Life is scattered with those little coming-of-age moments; instants in your life when you realise you've been sitting on a fence all this time, and you must now decide on which side your feet belong.

For example - about three weeks ago, I encountered a jar of Marmite in the kitchen cupboard. It struck me, as I turned it over in my hand, that I've probably described games, films, books and their ilk as being "a bit like Marmite" countless times - and yet I've never actually worked out on which side of the famous Marmite Divide I fall.

So I made some toast. And I cautiously spread a thin slick of Marmite on it, just enough to brown the surface; sniffed experimentally, raised it to my mouth, and bit off a chunk.

Then I gagged, my eyes watered, I thought I was going to throw up, and I chucked the rest of the toast in the bloody bin while I gulped down about two pints of water. What the bloody hell is wrong with you sick weirdos?

Interstellar Okapi

Unlike Marmite, Space Giraffe is not a recommended with hot toast.

The anecdote is relevant (honest), because where Space Giraffe is concerned, I feel like the shoe is on the other foot. My gut reaction is to recommend that everyone should play it - but somewhere at the back of my mind, I know that the majority of you will probably gag, choke, and throw it in the bin. Probably followed by glowering at me about wasted Microsoft Points (much as my Marmite-munching flatmate did after I encouraged him to buy the game).

Kristan has already described perfectly the basics of how the game works. Despite Jeff Minter's claims to the contrary, it is very clearly an evolution of the Tempest formula - but one which takes the same basic controls and mechanics and fashions a radically overhauled experience from them.

The addition of enemies such as Flowers (which essentially block your ability to move around the game surface freely for a period of time) and Boffins (nasty little sods that can only be shot when they're moving horizontally) turns the game into a vastly more strategic affair than Tempest ever was. Indeed, of all of Minter's games to date, it's arguably the one which demands the most from its players, forcing you to keep an eye on a wide range of different factors rather than simply shooting lots and dodging bullets.

There's a sense that you're not just fighting enemies here; you're actively nurturing a play area, attempting to set up the conditions for the best score possible. Simply shooting everything is a tactic that stops working early in the game; as you progress, you're expected to take a holistic approach that "gardens" the playing grid until the time is right to bull a large number of enemies off at once.

That, for me at least, is what makes Space Giraffe extraordinary. I'll admit it up front - I don't have the reactions required for twitch shooters any more, much as I love the genre, but Space Giraffe actually offers something vastly more strategic and cerebral than most other shooters. It's hidden away under a thick layer of eye-blasting visuals, silly humour and fast-paced action, but it's there and it's utterly compelling.

Galactic Zebra

Acid flashbacks: a perfectly understandable complaint.

Ah, yes - the eye-blasting visuals. A common and perfectly understandable complaint about Space Giraffe is that you can't see what's going on due to Minter's inclusion of light synth backdrops, which plaster your screen with bright plasma effects that do frequently obscure important gameplay elements like enemy bullets or flower stems.

It's a legitimate complaint - but once again, I find myself remembering standing over my kitchen sink gagging on the taste of a condiment my flatmate can happily munch down by the teaspoonful. To me, the light-synth backdrops are a major part of the appeal of Space Giraffe; a kind of trippy, ecstatic visual that plays with your perception and draws you deeply into the experience of the game.

□ □ □

Answer these questions from the Space Giraffe review above.
(a) How long before writing did the writer come across the jar of Marmite?
(b) Under what condition can Boffins be shot?
(c) Which gameplay elements do the light synth backdrops frequently obscure, according to the review?

Supplied information —
□ □ □

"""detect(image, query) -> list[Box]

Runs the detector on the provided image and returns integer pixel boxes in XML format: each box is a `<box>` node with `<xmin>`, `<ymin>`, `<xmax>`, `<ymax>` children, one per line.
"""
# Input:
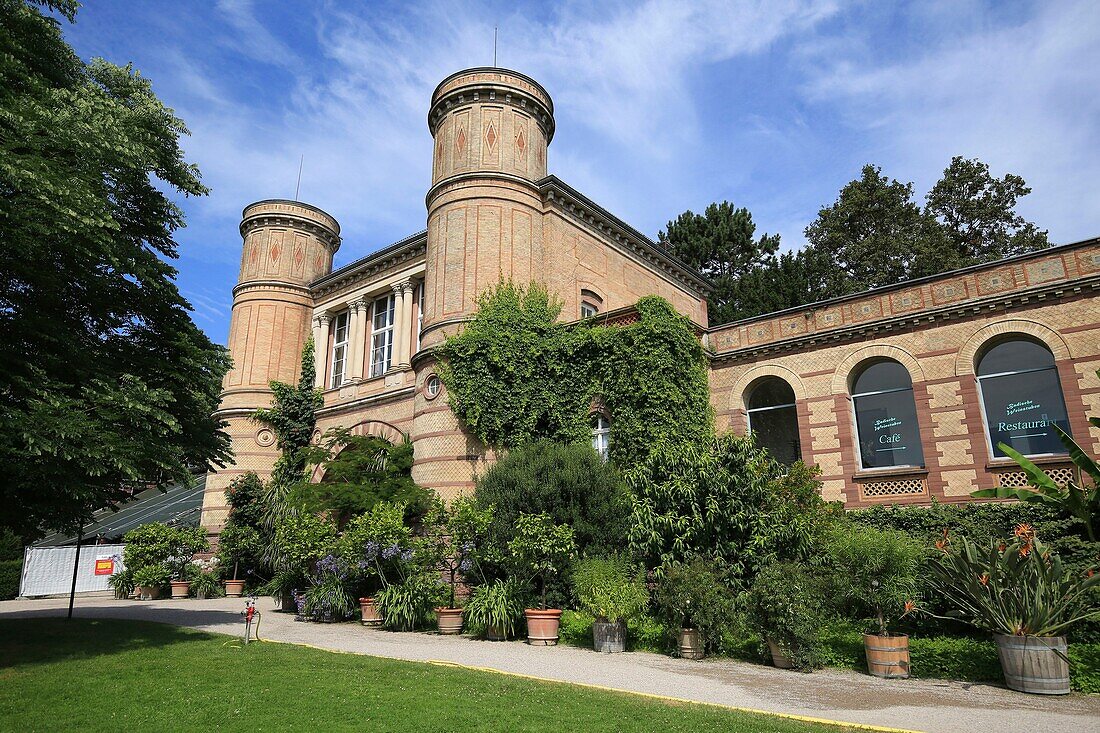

□ □ □

Exercise output —
(a) About three weeks earlier.
(b) Only when they are moving horizontally.
(c) Enemy bullets and flower stems.